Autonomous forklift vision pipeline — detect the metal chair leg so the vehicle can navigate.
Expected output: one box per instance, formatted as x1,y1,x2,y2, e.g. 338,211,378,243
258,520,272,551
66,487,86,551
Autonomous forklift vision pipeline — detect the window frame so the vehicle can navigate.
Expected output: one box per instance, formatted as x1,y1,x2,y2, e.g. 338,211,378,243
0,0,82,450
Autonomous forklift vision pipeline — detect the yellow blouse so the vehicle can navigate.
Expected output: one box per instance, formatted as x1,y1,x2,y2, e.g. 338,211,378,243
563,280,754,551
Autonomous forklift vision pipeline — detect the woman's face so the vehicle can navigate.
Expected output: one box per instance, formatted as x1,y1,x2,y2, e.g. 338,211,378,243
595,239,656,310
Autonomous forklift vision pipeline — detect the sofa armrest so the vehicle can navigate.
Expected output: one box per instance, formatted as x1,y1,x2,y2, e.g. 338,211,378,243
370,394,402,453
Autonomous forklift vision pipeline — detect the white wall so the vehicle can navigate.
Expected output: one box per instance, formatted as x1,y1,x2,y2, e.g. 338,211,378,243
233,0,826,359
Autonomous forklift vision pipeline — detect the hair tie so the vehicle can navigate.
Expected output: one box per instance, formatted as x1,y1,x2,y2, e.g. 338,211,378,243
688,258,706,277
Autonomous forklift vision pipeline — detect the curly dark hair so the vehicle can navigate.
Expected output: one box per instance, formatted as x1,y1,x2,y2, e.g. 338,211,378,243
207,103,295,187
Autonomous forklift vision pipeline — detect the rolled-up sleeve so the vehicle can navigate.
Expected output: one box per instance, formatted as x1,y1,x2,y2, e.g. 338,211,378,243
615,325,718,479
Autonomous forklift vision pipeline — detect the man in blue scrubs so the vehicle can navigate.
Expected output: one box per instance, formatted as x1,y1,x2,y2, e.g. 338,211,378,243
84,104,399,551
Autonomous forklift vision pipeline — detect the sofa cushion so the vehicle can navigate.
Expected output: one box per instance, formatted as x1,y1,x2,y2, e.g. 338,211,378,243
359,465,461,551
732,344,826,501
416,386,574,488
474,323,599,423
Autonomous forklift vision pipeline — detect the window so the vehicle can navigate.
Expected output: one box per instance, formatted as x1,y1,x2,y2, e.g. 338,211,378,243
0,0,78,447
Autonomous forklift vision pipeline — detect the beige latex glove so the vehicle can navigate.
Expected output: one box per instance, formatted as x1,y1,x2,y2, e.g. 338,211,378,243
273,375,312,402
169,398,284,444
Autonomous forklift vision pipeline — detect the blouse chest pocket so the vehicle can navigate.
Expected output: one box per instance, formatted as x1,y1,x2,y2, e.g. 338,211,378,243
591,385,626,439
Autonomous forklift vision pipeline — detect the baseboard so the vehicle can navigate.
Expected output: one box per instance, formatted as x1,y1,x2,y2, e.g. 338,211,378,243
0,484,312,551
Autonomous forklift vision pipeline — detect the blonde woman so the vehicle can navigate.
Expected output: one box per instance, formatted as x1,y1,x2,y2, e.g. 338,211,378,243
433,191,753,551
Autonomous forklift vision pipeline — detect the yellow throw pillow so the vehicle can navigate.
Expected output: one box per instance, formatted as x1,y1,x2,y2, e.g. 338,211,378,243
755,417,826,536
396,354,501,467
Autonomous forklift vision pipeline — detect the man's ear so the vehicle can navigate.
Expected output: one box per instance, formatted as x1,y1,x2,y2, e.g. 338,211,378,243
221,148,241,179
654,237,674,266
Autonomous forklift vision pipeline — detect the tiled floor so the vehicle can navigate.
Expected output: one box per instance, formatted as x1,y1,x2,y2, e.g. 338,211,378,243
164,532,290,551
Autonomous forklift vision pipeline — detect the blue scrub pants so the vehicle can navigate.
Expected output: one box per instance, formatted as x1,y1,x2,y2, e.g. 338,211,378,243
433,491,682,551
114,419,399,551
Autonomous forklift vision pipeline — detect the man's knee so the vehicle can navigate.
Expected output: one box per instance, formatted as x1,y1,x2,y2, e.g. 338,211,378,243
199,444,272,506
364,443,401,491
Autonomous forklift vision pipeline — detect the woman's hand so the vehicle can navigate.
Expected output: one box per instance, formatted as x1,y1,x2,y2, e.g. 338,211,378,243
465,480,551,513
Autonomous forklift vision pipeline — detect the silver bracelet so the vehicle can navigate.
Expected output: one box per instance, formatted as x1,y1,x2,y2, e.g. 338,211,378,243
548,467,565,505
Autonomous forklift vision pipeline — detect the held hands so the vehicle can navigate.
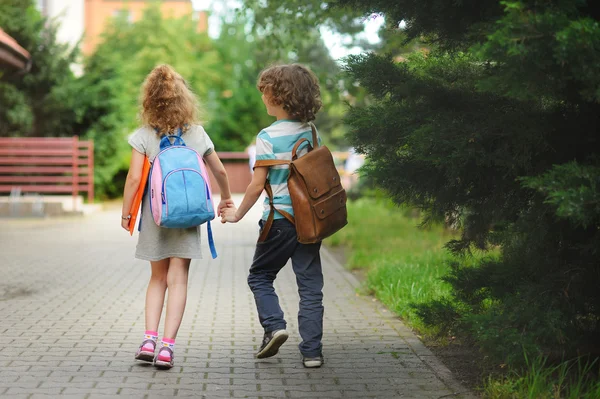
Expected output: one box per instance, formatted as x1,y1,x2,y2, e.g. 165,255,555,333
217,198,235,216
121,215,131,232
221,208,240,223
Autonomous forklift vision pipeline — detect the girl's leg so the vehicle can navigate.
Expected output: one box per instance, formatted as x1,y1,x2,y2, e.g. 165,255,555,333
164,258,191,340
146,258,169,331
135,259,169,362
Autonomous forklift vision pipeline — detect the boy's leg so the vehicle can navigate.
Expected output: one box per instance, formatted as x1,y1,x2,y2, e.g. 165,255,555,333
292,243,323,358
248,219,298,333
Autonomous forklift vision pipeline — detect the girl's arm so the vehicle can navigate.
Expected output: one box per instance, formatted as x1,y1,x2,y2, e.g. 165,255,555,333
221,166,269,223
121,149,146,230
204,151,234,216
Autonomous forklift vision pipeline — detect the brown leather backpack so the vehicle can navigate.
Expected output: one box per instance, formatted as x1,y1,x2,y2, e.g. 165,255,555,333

^^^^

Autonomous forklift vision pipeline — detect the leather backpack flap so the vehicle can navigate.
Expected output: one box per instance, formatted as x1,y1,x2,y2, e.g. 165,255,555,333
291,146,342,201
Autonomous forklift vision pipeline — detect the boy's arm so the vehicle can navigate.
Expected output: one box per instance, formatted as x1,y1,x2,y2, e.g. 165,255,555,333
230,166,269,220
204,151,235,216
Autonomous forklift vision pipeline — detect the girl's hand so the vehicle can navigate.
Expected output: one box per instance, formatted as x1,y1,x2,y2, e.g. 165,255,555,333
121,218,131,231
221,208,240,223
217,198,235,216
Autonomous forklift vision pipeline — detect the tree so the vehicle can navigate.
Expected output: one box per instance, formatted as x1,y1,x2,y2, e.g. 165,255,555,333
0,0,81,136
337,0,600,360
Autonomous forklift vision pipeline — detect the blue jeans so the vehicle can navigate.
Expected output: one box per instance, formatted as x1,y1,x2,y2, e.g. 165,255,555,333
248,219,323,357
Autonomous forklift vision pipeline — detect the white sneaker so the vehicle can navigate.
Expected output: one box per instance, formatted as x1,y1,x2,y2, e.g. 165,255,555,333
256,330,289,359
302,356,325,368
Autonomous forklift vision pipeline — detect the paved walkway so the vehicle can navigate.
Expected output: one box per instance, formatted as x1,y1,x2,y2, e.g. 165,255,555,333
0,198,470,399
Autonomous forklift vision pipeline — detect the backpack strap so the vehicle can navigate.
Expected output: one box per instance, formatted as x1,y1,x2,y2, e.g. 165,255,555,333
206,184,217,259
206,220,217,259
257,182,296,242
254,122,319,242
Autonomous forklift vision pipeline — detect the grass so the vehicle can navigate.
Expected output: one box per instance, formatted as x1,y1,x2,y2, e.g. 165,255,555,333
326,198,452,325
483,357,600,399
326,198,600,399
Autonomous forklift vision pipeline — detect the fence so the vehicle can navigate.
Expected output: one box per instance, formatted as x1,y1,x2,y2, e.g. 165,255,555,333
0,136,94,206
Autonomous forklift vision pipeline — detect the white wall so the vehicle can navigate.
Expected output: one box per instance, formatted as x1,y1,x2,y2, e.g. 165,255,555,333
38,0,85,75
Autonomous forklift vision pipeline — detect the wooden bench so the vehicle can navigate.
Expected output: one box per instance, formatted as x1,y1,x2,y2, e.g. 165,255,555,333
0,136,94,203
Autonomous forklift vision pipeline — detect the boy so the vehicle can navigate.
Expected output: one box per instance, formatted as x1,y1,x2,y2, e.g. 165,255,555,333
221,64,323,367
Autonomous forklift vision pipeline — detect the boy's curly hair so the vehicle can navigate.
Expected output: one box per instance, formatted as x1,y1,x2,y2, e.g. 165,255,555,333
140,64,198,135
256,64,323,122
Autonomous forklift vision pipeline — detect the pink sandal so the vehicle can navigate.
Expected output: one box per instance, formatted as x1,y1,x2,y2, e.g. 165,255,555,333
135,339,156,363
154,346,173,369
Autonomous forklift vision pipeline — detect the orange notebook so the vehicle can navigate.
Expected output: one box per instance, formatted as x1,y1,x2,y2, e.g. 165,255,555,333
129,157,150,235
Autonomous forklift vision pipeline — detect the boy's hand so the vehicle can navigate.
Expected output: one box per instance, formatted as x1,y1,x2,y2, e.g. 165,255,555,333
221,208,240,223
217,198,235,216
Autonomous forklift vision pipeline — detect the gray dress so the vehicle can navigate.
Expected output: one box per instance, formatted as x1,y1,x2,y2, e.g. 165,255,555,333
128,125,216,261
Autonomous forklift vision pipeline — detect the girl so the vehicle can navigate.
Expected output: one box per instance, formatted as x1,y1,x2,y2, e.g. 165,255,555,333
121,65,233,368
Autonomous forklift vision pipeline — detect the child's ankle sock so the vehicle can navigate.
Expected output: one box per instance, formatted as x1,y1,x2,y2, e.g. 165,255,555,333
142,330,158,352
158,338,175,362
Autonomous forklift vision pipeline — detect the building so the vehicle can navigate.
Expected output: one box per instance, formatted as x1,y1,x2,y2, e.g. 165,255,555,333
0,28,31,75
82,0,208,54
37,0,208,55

^^^^

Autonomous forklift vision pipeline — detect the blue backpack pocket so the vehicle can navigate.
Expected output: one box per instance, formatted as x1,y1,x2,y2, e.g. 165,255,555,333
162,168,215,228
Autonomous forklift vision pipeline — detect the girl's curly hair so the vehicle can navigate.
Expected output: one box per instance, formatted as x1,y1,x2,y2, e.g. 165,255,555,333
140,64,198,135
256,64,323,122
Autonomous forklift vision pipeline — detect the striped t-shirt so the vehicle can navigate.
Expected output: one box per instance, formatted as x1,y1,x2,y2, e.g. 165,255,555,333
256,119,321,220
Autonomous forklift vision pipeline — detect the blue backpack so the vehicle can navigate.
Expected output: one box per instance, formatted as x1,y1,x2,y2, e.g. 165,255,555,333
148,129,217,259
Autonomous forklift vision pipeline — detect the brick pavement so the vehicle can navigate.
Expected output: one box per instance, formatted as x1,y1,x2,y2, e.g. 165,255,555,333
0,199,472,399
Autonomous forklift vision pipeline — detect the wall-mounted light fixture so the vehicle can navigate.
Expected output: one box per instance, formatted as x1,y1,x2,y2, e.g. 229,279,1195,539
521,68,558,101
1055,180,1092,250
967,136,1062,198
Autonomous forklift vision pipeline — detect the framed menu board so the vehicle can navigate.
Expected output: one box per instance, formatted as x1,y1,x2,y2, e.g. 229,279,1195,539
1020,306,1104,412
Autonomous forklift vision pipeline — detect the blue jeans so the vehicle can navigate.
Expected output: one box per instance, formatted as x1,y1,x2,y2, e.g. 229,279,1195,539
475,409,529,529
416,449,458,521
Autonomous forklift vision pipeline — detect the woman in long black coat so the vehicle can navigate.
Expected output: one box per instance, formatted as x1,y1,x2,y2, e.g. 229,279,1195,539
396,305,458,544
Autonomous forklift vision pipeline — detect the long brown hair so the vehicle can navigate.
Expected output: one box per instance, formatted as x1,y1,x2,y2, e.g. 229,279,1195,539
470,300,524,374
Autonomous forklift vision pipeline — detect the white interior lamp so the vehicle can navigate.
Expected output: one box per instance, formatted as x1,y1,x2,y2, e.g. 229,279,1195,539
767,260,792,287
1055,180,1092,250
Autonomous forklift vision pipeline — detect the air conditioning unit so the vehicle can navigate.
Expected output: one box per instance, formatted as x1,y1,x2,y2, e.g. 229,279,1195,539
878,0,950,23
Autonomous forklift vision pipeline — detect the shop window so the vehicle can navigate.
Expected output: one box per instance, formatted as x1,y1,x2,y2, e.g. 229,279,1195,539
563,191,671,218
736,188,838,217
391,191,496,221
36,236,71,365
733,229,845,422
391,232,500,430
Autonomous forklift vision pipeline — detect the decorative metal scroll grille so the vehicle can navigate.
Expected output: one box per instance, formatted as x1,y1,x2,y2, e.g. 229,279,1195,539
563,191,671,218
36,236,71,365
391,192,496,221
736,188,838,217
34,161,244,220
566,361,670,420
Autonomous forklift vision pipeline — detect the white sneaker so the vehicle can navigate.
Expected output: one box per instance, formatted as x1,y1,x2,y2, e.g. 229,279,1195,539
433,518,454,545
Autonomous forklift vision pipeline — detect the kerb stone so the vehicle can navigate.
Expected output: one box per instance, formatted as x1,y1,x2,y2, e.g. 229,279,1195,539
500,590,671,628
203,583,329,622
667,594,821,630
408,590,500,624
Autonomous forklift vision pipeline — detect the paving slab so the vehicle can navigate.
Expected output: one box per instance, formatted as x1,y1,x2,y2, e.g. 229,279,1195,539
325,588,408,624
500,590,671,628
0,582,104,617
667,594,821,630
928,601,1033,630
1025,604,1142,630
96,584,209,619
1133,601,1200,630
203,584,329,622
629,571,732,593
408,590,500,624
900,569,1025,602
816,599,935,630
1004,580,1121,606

^^^^

→ **WHAT YOU ARE ASKED TO DO**
Rewrite the records from the line containing "Autonomous forklift vision pipeline — detect the baseboard" through the line containing "164,532,290,551", both ends included, as a Markdown table with the columns "Row" and "Entry", numbering each line and leaving out blank lines.

→ **SOLVED PROBLEM**
| Row | Entry |
|---|---|
| 1 | Autonomous forklift vision pipeline — detect the baseboard so the vehicle can navigate. |
| 2 | Expected output: one box per instance, formatted as x1,y1,x2,y2, e.g. 338,211,378,243 |
| 3 | 0,484,312,551 |
| 4 | Autonomous forklift vision pipeline — detect the blonde woman so the vehicle can navigate. |
| 5 | Expected output: one box per instance, formatted as x1,y1,x2,y2, e.g. 338,211,378,243 |
| 6 | 433,191,753,551 |
| 7 | Autonomous forklift vision pipeline — detect the yellow throw pillow so the vehicle can navigate. |
| 8 | Expected output: one box per instance, formatted as x1,y1,x2,y2, e.g. 338,211,378,243 |
| 9 | 755,417,826,536 |
| 10 | 396,354,501,467 |
| 11 | Autonomous forklift vision pipeline — detect the man's ear so the vehicle can navigate. |
| 12 | Expected output: one box per instance, formatted as x1,y1,x2,y2, e.g. 338,211,378,243 |
| 13 | 221,148,241,179 |
| 14 | 654,237,674,266 |
| 15 | Autonomous forklift vision pipeline — detect the tiled floor so the vehicle can navigate. |
| 16 | Expected output: one box per instance, formatted as x1,y1,x2,y2, e.g. 338,211,378,243 |
| 17 | 164,532,290,551 |